WRITTEN EXERCISE: Count how many lines in the entries below contain the word "snowy". Reply with the number only.

=== RECORD EXTRACTS ===

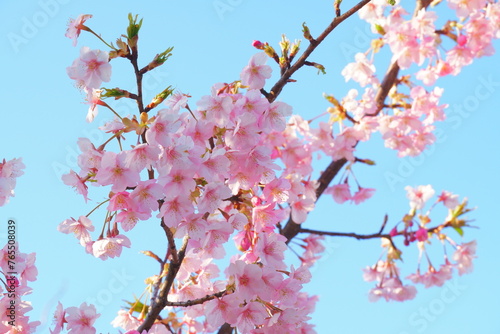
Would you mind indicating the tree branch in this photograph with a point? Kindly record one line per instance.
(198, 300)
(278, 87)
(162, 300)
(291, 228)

===
=== RECORD EXTRACTS ===

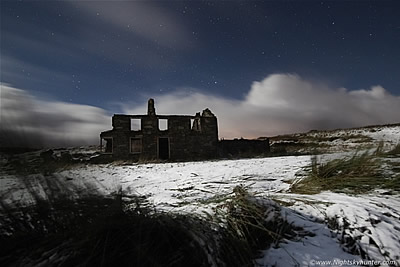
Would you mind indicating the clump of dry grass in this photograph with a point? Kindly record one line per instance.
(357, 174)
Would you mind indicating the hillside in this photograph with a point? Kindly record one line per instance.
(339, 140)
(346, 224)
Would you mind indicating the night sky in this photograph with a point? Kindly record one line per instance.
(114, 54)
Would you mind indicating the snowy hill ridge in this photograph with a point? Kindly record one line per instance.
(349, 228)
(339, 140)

===

FINAL ANSWER: 1